Textausschnitt:
+ + + + + + +

10.03.2017

2016 ° Platz 8 ° Fates Warning - Theories Of Flight




Die Behauptung, "Theories Of Flight" sei das beste Metalalbum des Jahres, wäre kühn - vor allem, weil ich außer des Metal Church Comebacks "XI" kein anderes Genrealbum vollständig gehört habe, und die Wahl angesichts der immer noch schwächelnden Power Metal Legende aus Seattle folgerichtig denkbar einfach war. Darüber hinaus kroch mir aus Kuttenhausen nichts Nennenswertes ins Schallgesimms; der Großteil der Szene hat es sich mit dem Herumkrebsen zwischen der Erwartungshaltung überwiegend stockkonservativer Fans und der gefälligst breitbeinig vorzutragenen Rock-Kirmes seit gut 20 Jahren am kreativen Nullpunkt schön gemütlich gemacht, und solange der Rubel immer noch so schön rollt, wie er rollt, dann rollt man eben mit. Für jemanden, der die Sturm & Drang Phase des Metals in den 1980er Jahren und mit den 1990ern seine Transformation miterlebte, ist die beinahe bodenlose Harm- und Mutlosigkeit von heute auch gleichfalls eine nur schwer anzuerkennende Erinnerung an das eigene Versagen als Fan. So wie Mudhoney nicht akzeptieren wollten, dass sich 15 Jahre später eine Band wie Creed auf sie berief, will ich, der Bands wie Janes Addiction, Judas Priest, Pearl Jam und Possessed, Motörhead und Stone Temple Pilots nicht nur ganz selbstverständlich nebeneinander existieren ließ, sondern sie auch abgöttisch liebte, nicht für Volbeat und Sabaton verantwortlich gemacht werden. Oder dafür, dass die zittrigen Klapperrochen alternden Stars der Szene wie WASP, Scorpions, Metallica, Maiden und Sabbath langsam aber sicher auf die Bühne geschoben werden müssen. Aber wer soll's auch sonst und ohne sie richten, wenn der Nachwuchs derart untalentiert ist?

Angesichts der langen und kritischen Einfahrt in diesen Text ist es lohnenswert darauf hinzuweisen, dass der Status von "Theories Of Flight" nicht damit gemindert werden darf, dass bei tiefstehender Sonne auch Zwerge lange Schatten werfen. Das zwölfte Studioalbum unserer Helden ist auch ein gutes halbes Jahr nach Veröffentlichung noch regelmäßiger Gast in jeder vollstellbaren Abspielvorrichtung im Hause Dreikommaviernull und noch immer ein verlässlicher Auslöser für spitze Jubelschreie und Gänsehautschauer - ausnahmsweise unisono mit der Herzallerliebsten, die bei aktuellem Metal für gewöhnlich noch schneller auf Durchzug stellt als meinereiner.

Im April des vergangenen Jahres schrieb ich zu dem Vorgänger "Darkness In A Different Light":

Am stärksten sind Fates Warning mittlerweile dann, wenn sie ihrem Händchen für große melancholische Momente und Melodien freien Lauf lassen und nicht auf Biegen und Brechen versuchen, "Metal" zu sein (...)"

+ + + + + + +

Gegebene Daten:

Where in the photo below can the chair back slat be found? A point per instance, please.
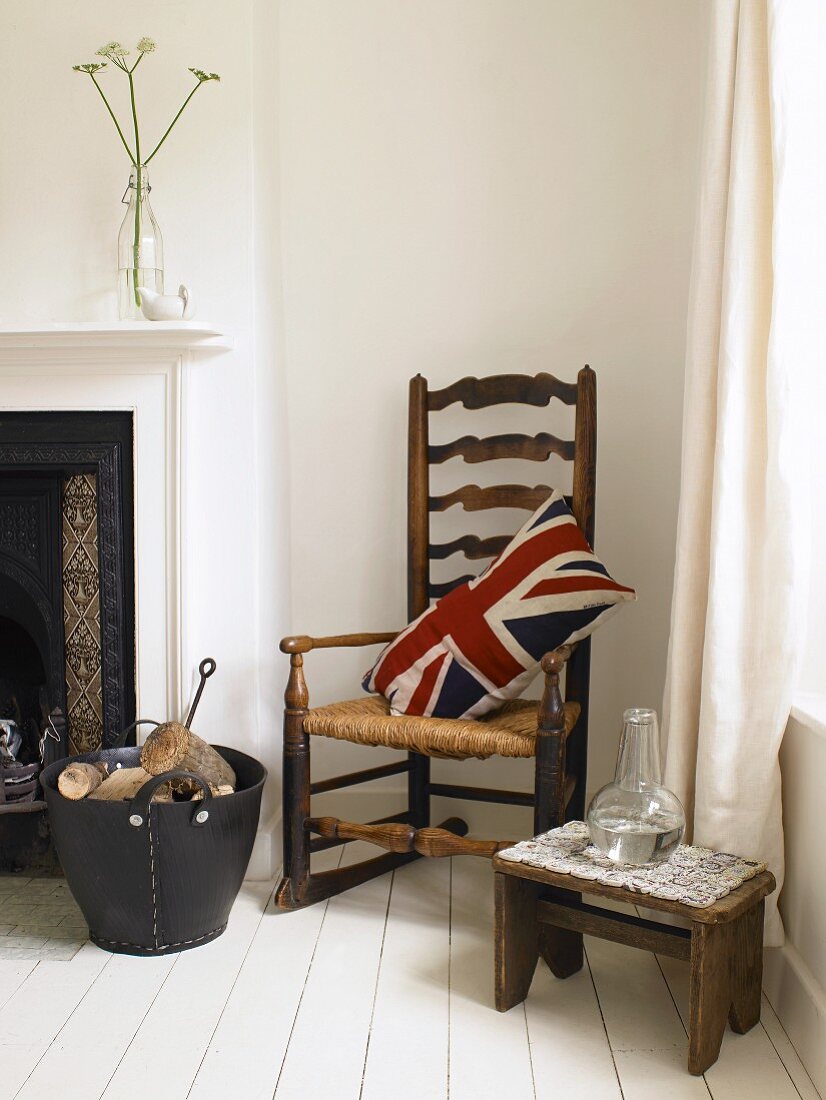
(472, 449)
(500, 389)
(480, 394)
(471, 546)
(475, 498)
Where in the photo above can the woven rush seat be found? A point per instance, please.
(510, 732)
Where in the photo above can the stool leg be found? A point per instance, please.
(516, 938)
(561, 948)
(747, 969)
(709, 994)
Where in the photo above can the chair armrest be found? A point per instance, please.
(303, 642)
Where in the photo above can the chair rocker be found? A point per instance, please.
(553, 732)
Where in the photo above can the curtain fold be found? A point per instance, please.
(740, 578)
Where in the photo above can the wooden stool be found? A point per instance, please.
(537, 913)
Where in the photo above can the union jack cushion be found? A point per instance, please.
(481, 645)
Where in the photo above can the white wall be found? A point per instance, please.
(469, 188)
(465, 187)
(215, 191)
(795, 975)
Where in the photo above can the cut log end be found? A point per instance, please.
(125, 782)
(77, 780)
(172, 746)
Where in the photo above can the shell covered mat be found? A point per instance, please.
(693, 876)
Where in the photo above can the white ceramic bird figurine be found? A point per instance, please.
(166, 307)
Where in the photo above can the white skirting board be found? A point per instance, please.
(800, 1003)
(266, 853)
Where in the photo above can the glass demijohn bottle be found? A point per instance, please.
(140, 246)
(636, 820)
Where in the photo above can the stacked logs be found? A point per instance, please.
(171, 746)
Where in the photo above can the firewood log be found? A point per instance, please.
(172, 746)
(125, 782)
(218, 792)
(78, 779)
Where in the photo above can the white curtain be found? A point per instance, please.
(755, 339)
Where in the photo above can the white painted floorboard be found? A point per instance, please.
(382, 993)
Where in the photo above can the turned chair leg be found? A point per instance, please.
(296, 782)
(516, 938)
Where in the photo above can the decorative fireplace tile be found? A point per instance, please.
(81, 613)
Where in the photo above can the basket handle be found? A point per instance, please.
(124, 733)
(139, 807)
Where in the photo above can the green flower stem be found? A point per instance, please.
(168, 130)
(111, 114)
(139, 182)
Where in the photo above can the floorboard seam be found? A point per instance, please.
(375, 988)
(140, 1025)
(450, 964)
(605, 1026)
(304, 987)
(234, 982)
(63, 1025)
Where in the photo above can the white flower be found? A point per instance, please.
(202, 77)
(112, 50)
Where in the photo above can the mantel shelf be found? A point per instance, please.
(180, 336)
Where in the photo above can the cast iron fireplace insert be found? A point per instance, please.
(67, 616)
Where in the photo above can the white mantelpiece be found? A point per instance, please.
(141, 367)
(182, 336)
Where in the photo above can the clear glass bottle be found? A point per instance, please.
(636, 820)
(140, 246)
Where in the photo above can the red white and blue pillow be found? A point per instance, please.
(481, 645)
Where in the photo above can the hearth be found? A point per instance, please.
(67, 656)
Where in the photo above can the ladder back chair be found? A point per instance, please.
(553, 732)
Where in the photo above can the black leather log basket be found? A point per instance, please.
(155, 877)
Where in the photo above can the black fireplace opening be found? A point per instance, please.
(23, 692)
(67, 616)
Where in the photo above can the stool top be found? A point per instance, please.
(702, 884)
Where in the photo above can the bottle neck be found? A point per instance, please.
(638, 762)
(139, 184)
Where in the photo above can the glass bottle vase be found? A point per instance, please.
(636, 820)
(140, 246)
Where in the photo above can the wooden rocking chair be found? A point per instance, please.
(552, 732)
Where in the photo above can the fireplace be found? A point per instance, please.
(67, 615)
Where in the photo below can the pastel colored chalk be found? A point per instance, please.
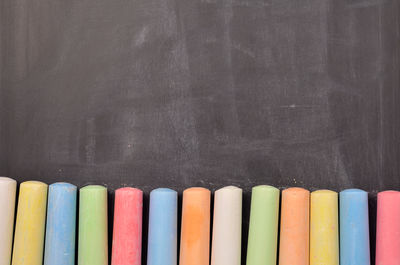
(162, 237)
(60, 225)
(30, 224)
(354, 227)
(7, 208)
(295, 223)
(195, 231)
(92, 238)
(127, 235)
(227, 227)
(263, 227)
(388, 228)
(324, 232)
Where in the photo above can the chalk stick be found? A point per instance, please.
(354, 227)
(92, 238)
(30, 224)
(60, 225)
(7, 208)
(295, 223)
(227, 227)
(263, 228)
(127, 234)
(195, 234)
(388, 228)
(162, 238)
(324, 237)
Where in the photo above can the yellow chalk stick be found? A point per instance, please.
(324, 237)
(30, 225)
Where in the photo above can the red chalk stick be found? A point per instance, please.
(388, 228)
(127, 237)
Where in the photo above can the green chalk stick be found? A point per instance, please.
(263, 229)
(92, 241)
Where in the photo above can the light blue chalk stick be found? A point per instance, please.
(162, 238)
(354, 228)
(60, 225)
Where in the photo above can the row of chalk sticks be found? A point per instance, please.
(45, 226)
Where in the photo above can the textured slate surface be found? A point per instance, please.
(179, 93)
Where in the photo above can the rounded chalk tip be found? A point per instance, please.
(296, 190)
(196, 190)
(229, 189)
(129, 190)
(33, 184)
(324, 193)
(163, 191)
(63, 185)
(264, 188)
(353, 192)
(93, 188)
(6, 180)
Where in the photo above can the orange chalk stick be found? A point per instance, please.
(195, 234)
(294, 236)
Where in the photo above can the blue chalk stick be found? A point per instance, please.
(354, 228)
(162, 238)
(60, 226)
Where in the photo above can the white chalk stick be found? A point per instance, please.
(227, 227)
(7, 208)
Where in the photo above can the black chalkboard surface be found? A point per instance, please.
(180, 93)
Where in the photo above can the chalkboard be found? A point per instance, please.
(180, 93)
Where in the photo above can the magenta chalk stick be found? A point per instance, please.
(388, 228)
(127, 237)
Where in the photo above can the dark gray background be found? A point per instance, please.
(180, 93)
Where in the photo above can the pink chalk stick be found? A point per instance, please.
(127, 236)
(388, 228)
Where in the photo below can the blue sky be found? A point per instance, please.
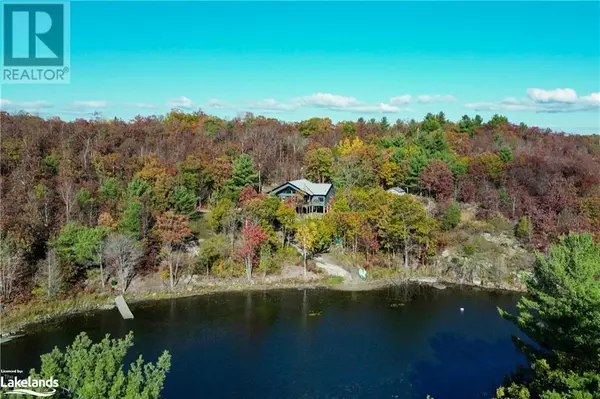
(535, 62)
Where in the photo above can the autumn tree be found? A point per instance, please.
(244, 175)
(172, 229)
(286, 217)
(437, 179)
(122, 253)
(560, 313)
(49, 274)
(313, 235)
(11, 267)
(253, 237)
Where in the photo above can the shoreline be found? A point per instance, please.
(105, 301)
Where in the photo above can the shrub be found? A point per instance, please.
(451, 217)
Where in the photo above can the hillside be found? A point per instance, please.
(68, 187)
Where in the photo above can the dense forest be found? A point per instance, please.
(125, 197)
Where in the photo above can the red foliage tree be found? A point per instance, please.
(254, 238)
(437, 179)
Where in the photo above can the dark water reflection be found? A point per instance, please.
(391, 343)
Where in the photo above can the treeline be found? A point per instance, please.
(127, 194)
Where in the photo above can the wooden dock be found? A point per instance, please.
(123, 308)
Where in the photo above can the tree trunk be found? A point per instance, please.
(101, 276)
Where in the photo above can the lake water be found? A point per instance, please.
(390, 343)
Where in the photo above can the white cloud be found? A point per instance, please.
(592, 98)
(336, 102)
(27, 106)
(436, 98)
(90, 104)
(181, 102)
(140, 105)
(549, 96)
(544, 101)
(271, 105)
(400, 100)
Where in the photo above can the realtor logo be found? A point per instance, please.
(35, 42)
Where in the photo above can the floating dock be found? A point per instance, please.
(123, 308)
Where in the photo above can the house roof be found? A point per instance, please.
(308, 187)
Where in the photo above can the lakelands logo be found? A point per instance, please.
(24, 387)
(35, 42)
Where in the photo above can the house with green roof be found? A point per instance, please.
(309, 197)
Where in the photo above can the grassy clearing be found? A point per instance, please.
(17, 317)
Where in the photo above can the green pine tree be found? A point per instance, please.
(244, 175)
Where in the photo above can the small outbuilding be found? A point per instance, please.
(311, 197)
(396, 190)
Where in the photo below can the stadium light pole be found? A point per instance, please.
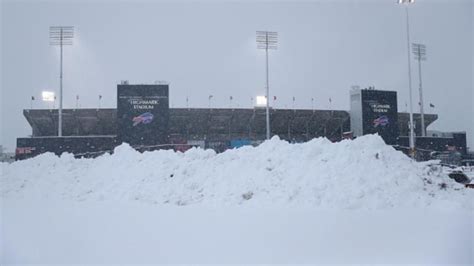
(412, 132)
(267, 40)
(419, 50)
(60, 36)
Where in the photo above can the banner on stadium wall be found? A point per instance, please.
(380, 114)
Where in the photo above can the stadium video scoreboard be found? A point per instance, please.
(375, 111)
(142, 114)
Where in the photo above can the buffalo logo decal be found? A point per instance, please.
(144, 118)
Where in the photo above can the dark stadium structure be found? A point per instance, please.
(212, 124)
(91, 132)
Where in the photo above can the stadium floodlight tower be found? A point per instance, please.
(267, 40)
(60, 36)
(412, 130)
(419, 50)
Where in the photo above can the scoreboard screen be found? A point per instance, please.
(143, 114)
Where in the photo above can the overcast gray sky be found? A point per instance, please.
(205, 47)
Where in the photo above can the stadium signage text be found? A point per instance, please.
(380, 108)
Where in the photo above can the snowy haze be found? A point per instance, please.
(205, 48)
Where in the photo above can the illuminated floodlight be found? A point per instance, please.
(406, 1)
(47, 96)
(261, 100)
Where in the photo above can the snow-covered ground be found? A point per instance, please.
(319, 202)
(360, 174)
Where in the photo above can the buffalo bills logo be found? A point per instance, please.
(144, 118)
(381, 121)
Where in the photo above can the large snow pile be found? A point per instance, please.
(360, 174)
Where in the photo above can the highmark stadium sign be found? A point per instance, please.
(142, 114)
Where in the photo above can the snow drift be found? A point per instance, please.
(360, 174)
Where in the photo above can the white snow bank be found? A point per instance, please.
(360, 174)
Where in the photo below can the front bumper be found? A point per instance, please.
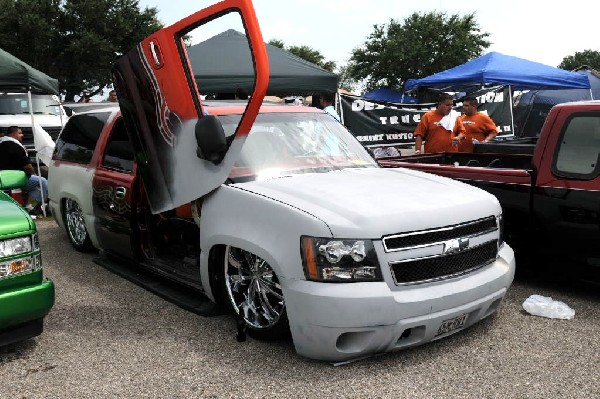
(22, 309)
(342, 322)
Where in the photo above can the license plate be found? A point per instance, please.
(452, 324)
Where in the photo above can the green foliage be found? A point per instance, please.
(421, 45)
(588, 58)
(306, 53)
(75, 41)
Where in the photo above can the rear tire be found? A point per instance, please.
(251, 287)
(75, 225)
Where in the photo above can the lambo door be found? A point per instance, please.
(181, 151)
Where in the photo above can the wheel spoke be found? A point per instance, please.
(272, 287)
(253, 288)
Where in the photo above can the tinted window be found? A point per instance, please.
(118, 154)
(78, 139)
(579, 148)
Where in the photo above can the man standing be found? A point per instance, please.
(13, 156)
(441, 128)
(479, 126)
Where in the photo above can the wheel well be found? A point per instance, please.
(216, 257)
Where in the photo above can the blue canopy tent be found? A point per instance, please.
(499, 69)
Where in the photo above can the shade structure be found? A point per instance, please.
(499, 69)
(221, 65)
(17, 76)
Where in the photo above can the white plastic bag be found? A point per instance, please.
(547, 307)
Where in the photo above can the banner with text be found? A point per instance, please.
(376, 123)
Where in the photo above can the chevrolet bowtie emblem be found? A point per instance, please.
(455, 245)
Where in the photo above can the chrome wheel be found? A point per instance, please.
(75, 224)
(253, 289)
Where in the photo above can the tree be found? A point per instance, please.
(306, 53)
(75, 41)
(588, 58)
(419, 46)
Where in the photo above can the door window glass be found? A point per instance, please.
(579, 147)
(78, 139)
(118, 154)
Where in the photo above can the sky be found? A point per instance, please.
(539, 31)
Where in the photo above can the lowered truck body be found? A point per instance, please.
(275, 211)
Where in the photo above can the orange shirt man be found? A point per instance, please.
(478, 126)
(437, 137)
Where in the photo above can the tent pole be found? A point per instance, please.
(338, 104)
(512, 118)
(43, 204)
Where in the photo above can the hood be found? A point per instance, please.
(23, 120)
(371, 203)
(13, 219)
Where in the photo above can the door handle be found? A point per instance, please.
(120, 192)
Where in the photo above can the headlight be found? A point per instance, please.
(19, 266)
(15, 246)
(348, 261)
(500, 223)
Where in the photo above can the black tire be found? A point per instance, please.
(264, 312)
(75, 226)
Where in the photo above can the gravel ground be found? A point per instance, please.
(107, 337)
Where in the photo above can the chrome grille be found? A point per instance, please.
(427, 237)
(443, 266)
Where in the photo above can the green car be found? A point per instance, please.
(25, 296)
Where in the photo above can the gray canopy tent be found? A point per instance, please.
(18, 77)
(221, 64)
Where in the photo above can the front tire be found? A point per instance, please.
(251, 287)
(75, 225)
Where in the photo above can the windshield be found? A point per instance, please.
(281, 144)
(15, 104)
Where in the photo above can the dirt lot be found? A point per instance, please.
(107, 337)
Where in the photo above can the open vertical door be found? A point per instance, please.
(182, 153)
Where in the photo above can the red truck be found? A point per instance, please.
(548, 186)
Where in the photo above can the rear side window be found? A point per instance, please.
(78, 139)
(118, 154)
(579, 147)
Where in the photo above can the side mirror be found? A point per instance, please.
(211, 140)
(12, 179)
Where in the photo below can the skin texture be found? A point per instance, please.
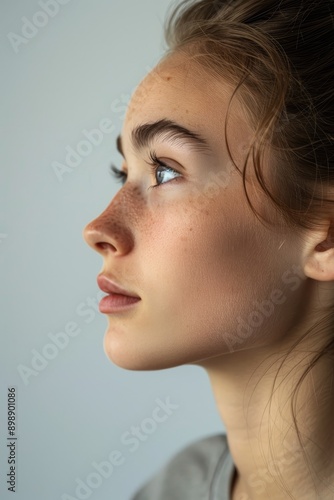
(218, 289)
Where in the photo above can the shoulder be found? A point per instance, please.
(189, 473)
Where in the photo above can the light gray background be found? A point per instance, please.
(80, 68)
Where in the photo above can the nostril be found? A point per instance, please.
(103, 245)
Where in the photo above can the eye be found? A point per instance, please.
(118, 175)
(162, 172)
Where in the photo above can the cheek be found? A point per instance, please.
(208, 272)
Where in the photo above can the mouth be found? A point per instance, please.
(118, 298)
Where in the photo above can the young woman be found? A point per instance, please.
(219, 247)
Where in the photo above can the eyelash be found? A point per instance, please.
(155, 163)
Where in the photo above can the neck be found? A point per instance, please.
(254, 393)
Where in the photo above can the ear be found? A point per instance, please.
(319, 259)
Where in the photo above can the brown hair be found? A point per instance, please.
(280, 58)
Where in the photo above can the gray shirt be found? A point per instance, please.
(203, 470)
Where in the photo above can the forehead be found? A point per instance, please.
(178, 90)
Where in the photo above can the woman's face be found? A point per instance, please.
(211, 277)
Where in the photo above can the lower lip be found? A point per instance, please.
(115, 302)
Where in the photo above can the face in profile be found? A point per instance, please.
(210, 278)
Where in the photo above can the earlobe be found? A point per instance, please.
(319, 261)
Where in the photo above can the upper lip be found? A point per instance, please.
(109, 286)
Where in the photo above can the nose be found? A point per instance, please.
(110, 232)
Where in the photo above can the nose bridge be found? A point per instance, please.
(115, 226)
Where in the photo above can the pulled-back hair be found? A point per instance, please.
(279, 56)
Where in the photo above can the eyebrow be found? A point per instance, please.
(144, 134)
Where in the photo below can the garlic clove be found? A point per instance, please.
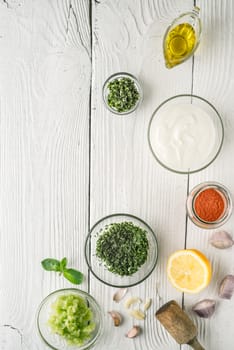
(226, 288)
(117, 318)
(137, 314)
(204, 308)
(130, 301)
(119, 295)
(147, 304)
(221, 240)
(133, 332)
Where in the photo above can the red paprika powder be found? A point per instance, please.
(209, 205)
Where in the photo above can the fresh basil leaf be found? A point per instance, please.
(74, 276)
(51, 264)
(63, 264)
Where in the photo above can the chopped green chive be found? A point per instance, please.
(123, 247)
(122, 94)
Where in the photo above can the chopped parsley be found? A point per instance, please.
(123, 247)
(123, 94)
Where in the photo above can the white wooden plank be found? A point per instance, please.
(44, 111)
(213, 80)
(127, 36)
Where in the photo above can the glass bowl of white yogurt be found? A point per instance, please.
(185, 134)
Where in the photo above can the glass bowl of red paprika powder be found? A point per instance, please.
(209, 205)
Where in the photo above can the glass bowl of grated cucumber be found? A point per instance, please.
(69, 319)
(121, 250)
(122, 93)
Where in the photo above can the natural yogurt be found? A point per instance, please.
(183, 137)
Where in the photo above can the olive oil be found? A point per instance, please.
(182, 38)
(179, 44)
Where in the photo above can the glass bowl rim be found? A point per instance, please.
(123, 285)
(194, 192)
(72, 290)
(137, 84)
(221, 129)
(194, 12)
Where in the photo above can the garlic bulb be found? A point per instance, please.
(117, 318)
(221, 240)
(119, 295)
(204, 308)
(226, 288)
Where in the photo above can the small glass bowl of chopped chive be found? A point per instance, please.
(69, 319)
(122, 93)
(121, 250)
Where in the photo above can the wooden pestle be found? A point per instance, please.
(178, 324)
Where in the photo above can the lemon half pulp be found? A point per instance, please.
(189, 270)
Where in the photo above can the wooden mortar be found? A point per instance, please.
(178, 324)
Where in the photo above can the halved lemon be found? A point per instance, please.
(189, 270)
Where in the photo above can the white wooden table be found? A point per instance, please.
(66, 161)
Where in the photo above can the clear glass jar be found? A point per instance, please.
(222, 192)
(182, 38)
(118, 77)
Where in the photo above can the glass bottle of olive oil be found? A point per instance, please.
(182, 38)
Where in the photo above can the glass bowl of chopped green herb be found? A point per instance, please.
(69, 319)
(121, 250)
(122, 93)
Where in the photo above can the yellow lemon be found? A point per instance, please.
(189, 270)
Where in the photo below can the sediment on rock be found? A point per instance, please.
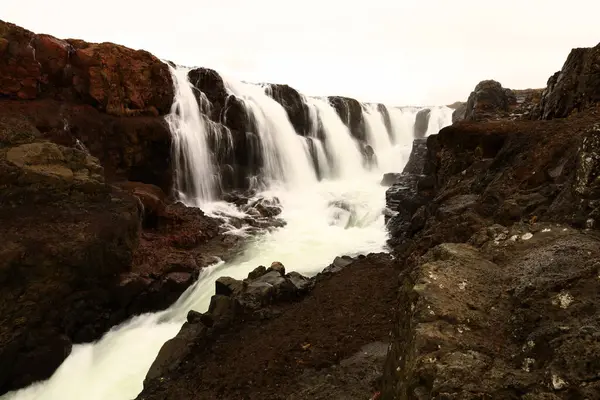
(484, 299)
(230, 353)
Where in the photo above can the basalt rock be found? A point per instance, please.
(482, 301)
(65, 236)
(350, 111)
(293, 104)
(574, 88)
(421, 123)
(109, 77)
(489, 100)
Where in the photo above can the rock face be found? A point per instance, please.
(421, 123)
(65, 235)
(350, 111)
(496, 297)
(104, 97)
(294, 105)
(111, 78)
(574, 88)
(328, 342)
(489, 100)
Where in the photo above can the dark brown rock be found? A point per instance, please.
(112, 78)
(294, 105)
(421, 123)
(575, 87)
(350, 111)
(65, 237)
(489, 100)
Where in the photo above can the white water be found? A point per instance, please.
(286, 159)
(195, 179)
(317, 231)
(440, 117)
(340, 146)
(324, 220)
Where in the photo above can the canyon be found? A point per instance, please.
(474, 277)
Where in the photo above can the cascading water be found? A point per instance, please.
(324, 219)
(285, 158)
(195, 179)
(340, 147)
(439, 118)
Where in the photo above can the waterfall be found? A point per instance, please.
(440, 117)
(403, 122)
(339, 215)
(340, 147)
(285, 157)
(195, 179)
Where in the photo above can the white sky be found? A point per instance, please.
(393, 51)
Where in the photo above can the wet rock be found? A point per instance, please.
(278, 267)
(421, 123)
(293, 104)
(417, 159)
(257, 272)
(65, 236)
(350, 111)
(175, 350)
(338, 264)
(489, 100)
(225, 286)
(389, 179)
(460, 110)
(112, 78)
(574, 88)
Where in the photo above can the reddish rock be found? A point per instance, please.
(64, 237)
(110, 77)
(129, 148)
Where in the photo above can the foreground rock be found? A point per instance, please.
(285, 340)
(574, 88)
(65, 235)
(513, 314)
(496, 298)
(111, 78)
(78, 255)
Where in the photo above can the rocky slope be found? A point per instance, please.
(89, 236)
(92, 235)
(493, 232)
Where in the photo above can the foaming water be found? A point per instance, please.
(340, 147)
(440, 117)
(324, 220)
(195, 179)
(286, 159)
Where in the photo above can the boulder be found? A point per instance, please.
(489, 100)
(112, 78)
(278, 267)
(65, 237)
(574, 88)
(350, 111)
(421, 123)
(294, 105)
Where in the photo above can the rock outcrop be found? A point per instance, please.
(574, 88)
(65, 235)
(284, 336)
(111, 78)
(489, 100)
(350, 111)
(421, 123)
(496, 297)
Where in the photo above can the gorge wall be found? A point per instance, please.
(94, 234)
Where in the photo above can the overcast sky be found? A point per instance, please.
(394, 51)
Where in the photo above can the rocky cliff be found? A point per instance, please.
(496, 228)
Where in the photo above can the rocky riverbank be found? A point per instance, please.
(494, 279)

+ + + + + + +

Arbeitsanweisungen:
1. Entnimm der Kritik zu „Theories Of Flight“ alles von „Angesichts der langen“ bis hinunter zu „stellt als meinereiner.“.
2. Das wievielte Studioalbum der Band ist „Theories Of Flight“ laut der Kritik zu „Theories Of Flight“?
3. Führe die Kritik zu „Theories Of Flight“ im Anschluss an ihren letzten Satz weiter.
Die Zeilen stammen aus einer anderen Quelle.

Lösungen in Reihenfolge:
1.
Angesichts der langen und kritischen Einfahrt in diesen Text ist es lohnenswert darauf hinzuweisen, dass der Status von "Theories Of Flight" nicht damit gemindert werden darf, dass bei tiefstehender Sonne auch Zwerge lange Schatten werfen. Das zwölfte Studioalbum unserer Helden ist auch ein gutes halbes Jahr nach Veröffentlichung noch regelmäßiger Gast in jeder vollstellbaren Abspielvorrichtung im Hause Dreikommaviernull und noch immer ein verlässlicher Auslöser für spitze Jubelschreie und Gänsehautschauer - ausnahmsweise unisono mit der Herzallerliebsten, die bei aktuellem Metal für gewöhnlich noch schneller auf Durchzug stellt als meinereiner.

2. Das zwölfte Studioalbum.

3.
uns es freut mich ungemein, dass die Band auf "Theories Of Flight" diese Schwachstelle beseitigen konnte, ohne gleichzeitig die 2013 neu entdeckte Wucht der Moderne zu vernachlässigen. Songschreiber und Gitarrist Jim Matheos hat mit seinem Mut zum "kommerziellen Nachwaschen" (Andreas Schöwe) und der damit einhergehenden Fokussierung auf eingängige und dabei weitgehend klischeefreie Melodien Luft und Raum in die Arrangements gelassen und damit vor allem Schlagzeuger Bobby Jarzombek wenigstens gefühlt etwas einfangen können. Ich war bislang kein großer Freund Jarzombeks Stils, musste aber anerkennen, dass die Schuhe seines immer leichtfüßigen und überkreativen Vorgängers Mark Zonders für mich auch ganz besonders groß waren. Dabei ist Jarzombek ein technisch starker und moderner Metal-Schlagzeuger, dessen Bassdrumarbeit auf "Theories Of Flight" in so manchen Momenten ein echter Hinhörer ist - dass mir die Doublebass indes immer noch viel zu oft reflexartig aus der Kiste geholt wird, anstatt sich um eine variantenreichere und interessantere Lösung zu bemühen, ist vermutlich weniger der Faulheit der Protagonisten, als viel mehr den heutigen Genrestandards geschuldet. Es darf einfach keine Lücken mehr geben. Und dort setzte Matheos für "Theories Of Flight" an: Jarzombek hat vor allem in der Beinarbeit immer noch viele Freiheiten und trümmert jedes auch nur entfernt entstehende Soundloch humorlos dicht, dafür hat Matheos seine Kompositionen im Allgemeinen und seine Riffs im Speziellen gestrafft und die Abstimmung mit dem knallharten Druck der Rhythmusfraktion - Joey Vera am Bass und eben Jarzombek - verbessert. Bestes Beispiel sind die beiden Eingängigkeitsmonster "White Flag" und ganz besonders "Seven Stars", die die früheren und mittlerweile über 25 Jahre zurückliegenden Versuche der Band, dank Radiorotation in Dream Theater'sche Erfolgssphären zu gelangen, in Sachen Sound und Hit-Potential geradewegs pulverisieren.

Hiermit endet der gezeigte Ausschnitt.